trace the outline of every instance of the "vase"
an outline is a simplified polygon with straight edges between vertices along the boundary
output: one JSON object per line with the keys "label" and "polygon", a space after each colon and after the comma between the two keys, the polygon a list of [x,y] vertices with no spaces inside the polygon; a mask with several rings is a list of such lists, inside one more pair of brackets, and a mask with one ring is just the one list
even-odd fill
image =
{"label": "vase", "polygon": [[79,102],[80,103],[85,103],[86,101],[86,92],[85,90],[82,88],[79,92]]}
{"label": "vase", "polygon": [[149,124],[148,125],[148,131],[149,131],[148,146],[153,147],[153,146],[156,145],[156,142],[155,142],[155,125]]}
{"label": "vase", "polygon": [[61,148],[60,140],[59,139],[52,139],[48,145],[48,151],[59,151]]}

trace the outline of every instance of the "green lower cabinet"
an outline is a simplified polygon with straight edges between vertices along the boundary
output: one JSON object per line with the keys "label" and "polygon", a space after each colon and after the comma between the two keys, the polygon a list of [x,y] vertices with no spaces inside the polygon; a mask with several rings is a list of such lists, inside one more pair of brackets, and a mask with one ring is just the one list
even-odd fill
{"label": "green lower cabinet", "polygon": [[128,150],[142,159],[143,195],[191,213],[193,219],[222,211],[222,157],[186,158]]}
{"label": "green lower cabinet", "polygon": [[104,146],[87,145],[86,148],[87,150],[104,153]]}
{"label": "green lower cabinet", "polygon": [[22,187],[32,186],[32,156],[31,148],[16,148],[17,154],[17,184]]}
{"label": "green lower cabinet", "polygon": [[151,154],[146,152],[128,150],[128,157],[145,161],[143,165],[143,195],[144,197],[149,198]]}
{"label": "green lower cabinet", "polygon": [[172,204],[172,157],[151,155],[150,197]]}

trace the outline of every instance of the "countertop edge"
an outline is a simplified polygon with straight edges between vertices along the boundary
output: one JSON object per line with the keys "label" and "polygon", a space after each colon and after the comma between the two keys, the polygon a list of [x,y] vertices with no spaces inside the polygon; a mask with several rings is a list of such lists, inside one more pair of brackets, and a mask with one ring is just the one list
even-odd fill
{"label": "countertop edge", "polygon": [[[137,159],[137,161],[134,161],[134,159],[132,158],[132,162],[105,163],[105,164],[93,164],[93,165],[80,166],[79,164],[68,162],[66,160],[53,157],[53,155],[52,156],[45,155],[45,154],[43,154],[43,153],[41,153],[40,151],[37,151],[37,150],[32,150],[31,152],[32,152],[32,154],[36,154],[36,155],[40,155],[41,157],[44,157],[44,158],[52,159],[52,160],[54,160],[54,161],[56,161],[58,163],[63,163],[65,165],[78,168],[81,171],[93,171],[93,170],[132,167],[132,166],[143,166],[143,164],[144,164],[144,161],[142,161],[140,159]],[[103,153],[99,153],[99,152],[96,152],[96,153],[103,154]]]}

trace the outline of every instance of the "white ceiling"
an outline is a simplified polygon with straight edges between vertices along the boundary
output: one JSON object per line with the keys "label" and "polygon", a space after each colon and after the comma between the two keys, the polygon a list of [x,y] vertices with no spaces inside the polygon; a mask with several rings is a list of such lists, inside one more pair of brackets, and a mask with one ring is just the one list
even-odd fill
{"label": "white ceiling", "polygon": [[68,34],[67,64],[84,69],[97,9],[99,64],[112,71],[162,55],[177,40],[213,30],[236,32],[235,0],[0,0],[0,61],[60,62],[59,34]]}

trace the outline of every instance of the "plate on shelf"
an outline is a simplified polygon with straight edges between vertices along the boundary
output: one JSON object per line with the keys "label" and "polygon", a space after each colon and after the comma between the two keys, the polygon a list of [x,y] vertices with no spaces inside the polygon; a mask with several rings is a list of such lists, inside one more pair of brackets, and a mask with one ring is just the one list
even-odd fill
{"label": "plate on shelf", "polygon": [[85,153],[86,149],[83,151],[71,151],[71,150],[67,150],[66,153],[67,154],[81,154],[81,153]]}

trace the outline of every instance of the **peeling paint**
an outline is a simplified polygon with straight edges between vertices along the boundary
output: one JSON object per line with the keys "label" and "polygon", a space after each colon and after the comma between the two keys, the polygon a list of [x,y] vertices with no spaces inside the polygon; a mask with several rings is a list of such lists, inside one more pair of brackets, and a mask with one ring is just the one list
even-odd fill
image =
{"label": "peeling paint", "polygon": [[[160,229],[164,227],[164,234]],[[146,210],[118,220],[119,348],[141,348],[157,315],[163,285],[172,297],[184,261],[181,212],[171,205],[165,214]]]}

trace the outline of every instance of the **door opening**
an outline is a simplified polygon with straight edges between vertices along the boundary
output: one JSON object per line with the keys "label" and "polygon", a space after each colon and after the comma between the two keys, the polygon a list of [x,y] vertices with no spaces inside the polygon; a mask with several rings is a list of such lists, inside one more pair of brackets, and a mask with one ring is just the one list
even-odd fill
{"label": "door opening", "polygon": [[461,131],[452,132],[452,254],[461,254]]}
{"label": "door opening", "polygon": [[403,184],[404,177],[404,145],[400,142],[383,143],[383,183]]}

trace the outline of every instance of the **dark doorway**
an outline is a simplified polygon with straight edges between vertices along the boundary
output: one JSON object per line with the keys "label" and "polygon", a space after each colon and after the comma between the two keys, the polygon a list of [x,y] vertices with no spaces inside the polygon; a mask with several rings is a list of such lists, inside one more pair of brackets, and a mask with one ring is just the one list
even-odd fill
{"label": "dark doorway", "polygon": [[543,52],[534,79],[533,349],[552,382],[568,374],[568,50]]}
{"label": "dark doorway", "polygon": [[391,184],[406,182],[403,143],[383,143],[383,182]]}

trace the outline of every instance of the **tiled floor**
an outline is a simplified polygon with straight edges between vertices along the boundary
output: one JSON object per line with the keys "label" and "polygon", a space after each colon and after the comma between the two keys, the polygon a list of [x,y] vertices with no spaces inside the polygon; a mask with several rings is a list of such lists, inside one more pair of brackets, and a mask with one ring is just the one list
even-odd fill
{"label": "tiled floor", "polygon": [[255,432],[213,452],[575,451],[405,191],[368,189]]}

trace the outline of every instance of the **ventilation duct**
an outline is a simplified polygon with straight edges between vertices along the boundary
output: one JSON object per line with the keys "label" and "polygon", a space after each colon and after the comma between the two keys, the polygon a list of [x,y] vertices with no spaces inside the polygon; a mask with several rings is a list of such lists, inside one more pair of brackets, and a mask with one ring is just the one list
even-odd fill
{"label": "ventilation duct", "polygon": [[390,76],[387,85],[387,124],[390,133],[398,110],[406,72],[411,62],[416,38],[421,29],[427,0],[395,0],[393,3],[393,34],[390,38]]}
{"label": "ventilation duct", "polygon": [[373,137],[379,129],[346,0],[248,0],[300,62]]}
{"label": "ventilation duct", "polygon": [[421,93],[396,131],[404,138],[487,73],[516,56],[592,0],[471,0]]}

▸ What you are asked to do
Extract the whole listing, character for character.

▸ Response to the task
trace the outline of every instance of the "vase"
an outline is a simplified polygon with straight edges between vertices along the boundary
output: one JSON object per line with the keys "label" and "polygon", a space after each colon and after the comma between the two keys, the polygon a list of [x,y] vertices with no spaces inside the polygon; a mask with several rings is a list of such lists, inside one more pair of brackets, and a mask with one ring is just the one list
even-odd fill
image =
{"label": "vase", "polygon": [[79,102],[80,103],[85,103],[86,101],[86,92],[85,90],[82,88],[79,92]]}
{"label": "vase", "polygon": [[149,124],[148,125],[148,131],[149,131],[148,146],[153,147],[153,146],[156,145],[156,142],[155,142],[155,125]]}
{"label": "vase", "polygon": [[61,148],[60,140],[59,139],[52,139],[48,145],[48,151],[59,151]]}

trace the outline of every instance of the "green lower cabinet"
an outline is a simplified polygon with straight edges between vertices along the boundary
output: one JSON object per line with the keys "label" and "polygon", a space after each colon and after the comma between the two keys, the polygon a list of [x,y] vertices with no spaces inside the polygon; a mask with several rings is a list of such lists, inside one more pair of brackets, and a mask with one ring is just the one list
even-odd fill
{"label": "green lower cabinet", "polygon": [[128,150],[142,159],[143,195],[191,213],[193,219],[222,211],[222,157],[186,158]]}
{"label": "green lower cabinet", "polygon": [[104,146],[87,145],[86,148],[87,150],[104,153]]}
{"label": "green lower cabinet", "polygon": [[22,187],[32,186],[32,156],[31,148],[16,148],[17,154],[17,184]]}
{"label": "green lower cabinet", "polygon": [[151,154],[146,152],[128,150],[128,157],[145,161],[143,165],[143,195],[144,197],[149,198]]}
{"label": "green lower cabinet", "polygon": [[172,204],[172,157],[151,155],[150,197]]}

trace the outline of every instance of the "countertop edge"
an outline is a simplified polygon with straight edges between vertices along the boundary
output: one JSON object per line with the keys "label" and "polygon", a space after each colon and after the comma between the two keys, the polygon a list of [x,y] vertices with no spaces inside the polygon; a mask with several rings is a list of such lists, inside one more pair of brackets, and a mask with one ring is just the one list
even-odd fill
{"label": "countertop edge", "polygon": [[[137,159],[137,161],[134,161],[134,159],[132,158],[132,162],[105,163],[105,164],[93,164],[93,165],[80,166],[79,164],[68,162],[66,160],[53,157],[53,155],[52,156],[45,155],[45,154],[43,154],[43,153],[41,153],[40,151],[37,151],[37,150],[32,150],[31,152],[32,152],[32,154],[36,154],[36,155],[40,155],[41,157],[44,157],[44,158],[52,159],[52,160],[54,160],[54,161],[56,161],[58,163],[63,163],[65,165],[78,168],[81,171],[93,171],[93,170],[132,167],[132,166],[143,166],[143,164],[144,164],[144,161],[142,161],[140,159]],[[103,153],[99,153],[99,152],[96,152],[96,153],[103,154]]]}

trace the outline of every instance of the "white ceiling"
an outline is a simplified polygon with straight edges between vertices along the boundary
output: one JSON object per line with the keys "label" and "polygon", a space after each colon and after the comma between the two keys, the polygon a list of [x,y] vertices with no spaces inside the polygon; a mask with several rings is a list of such lists, inside one more pair of brackets, and a mask with one ring is just the one list
even-odd fill
{"label": "white ceiling", "polygon": [[68,34],[67,64],[84,69],[97,9],[99,64],[112,71],[162,55],[177,40],[213,30],[236,32],[235,0],[0,0],[0,61],[60,62],[59,34]]}

trace the outline of every instance of the "plate on shelf"
an outline is a simplified polygon with straight edges between vertices along the boundary
output: one JSON object per line with the keys "label" and "polygon", a space after each colon and after the comma between the two keys, the polygon a list of [x,y] vertices with no spaces inside the polygon; a mask with several rings is a list of such lists, inside one more pair of brackets, and a mask with one ring is just the one list
even-odd fill
{"label": "plate on shelf", "polygon": [[85,153],[86,149],[83,151],[71,151],[71,150],[67,150],[66,153],[67,154],[81,154],[81,153]]}

trace the outline of every instance of the **peeling paint**
an outline is a simplified polygon with straight edges between vertices along the boundary
output: one JSON object per line with the keys "label" and "polygon", a space after each colon and after the comma between the two keys, the polygon a list of [x,y] vertices with no spaces inside the polygon; a mask with several rings is a list of such lists, inside one more pair of brackets, and a mask with one ring is just the one list
even-odd fill
image =
{"label": "peeling paint", "polygon": [[[160,229],[164,227],[164,234]],[[146,210],[118,220],[119,348],[141,348],[157,315],[163,285],[172,297],[184,261],[181,212],[171,205],[165,214]]]}

trace the outline of every instance of the **door opening**
an outline is a simplified polygon with straight edges between vertices along the boundary
output: one JSON object per line with the keys "label" and "polygon", a space after each colon and after the comma between the two keys, the polygon a list of [x,y] vertices with no spaces inside the polygon; a mask with several rings is a list of such lists, inside one more pair of brackets, and a mask with one ring is just the one list
even-odd fill
{"label": "door opening", "polygon": [[461,131],[452,132],[452,254],[461,254]]}
{"label": "door opening", "polygon": [[403,184],[404,177],[404,145],[400,142],[383,143],[383,183]]}

trace the outline of every instance of the **dark doorway**
an outline is a simplified polygon with straight edges between vertices along the boundary
output: one JSON object per line with the keys "label" and "polygon", a space after each colon and after the comma between the two keys, the polygon a list of [x,y] vertices with no spaces inside the polygon; a mask with several rings is a list of such lists, inside one more pair of brackets, and a mask with one ring is just the one list
even-odd fill
{"label": "dark doorway", "polygon": [[543,52],[534,79],[533,349],[552,382],[568,374],[568,50]]}
{"label": "dark doorway", "polygon": [[391,184],[406,182],[403,143],[383,143],[383,182]]}

trace the outline of every instance of the **tiled floor**
an outline is a simplified polygon with straight edges between vertices along the boundary
output: one JSON object per line with the keys "label" and "polygon", a space after each colon and after the comma between the two keys, the polygon a list of [x,y] vertices with no spaces inside the polygon; a mask with several rings is a list of such lists, inside one more pair of brackets, and a mask with one ring is just the one list
even-odd fill
{"label": "tiled floor", "polygon": [[255,432],[213,452],[575,451],[405,191],[368,189]]}

trace the outline of every instance of the **ventilation duct**
an outline is a simplified polygon with straight edges between vertices along the boundary
output: one JSON object per line with the keys "label" and "polygon", a space after each colon and after the comma between the two keys, the polygon a list of [x,y] vertices with no spaces inside the polygon; a mask with several rings is a list of such lists, inside one more pair of brackets, and a mask with one ring is just the one list
even-odd fill
{"label": "ventilation duct", "polygon": [[390,76],[387,85],[387,124],[390,133],[398,110],[406,72],[411,62],[416,38],[421,29],[427,0],[395,0],[393,3],[393,34],[390,38]]}
{"label": "ventilation duct", "polygon": [[373,137],[379,129],[346,0],[248,0],[300,62]]}
{"label": "ventilation duct", "polygon": [[421,93],[396,131],[404,138],[487,73],[516,56],[592,0],[471,0]]}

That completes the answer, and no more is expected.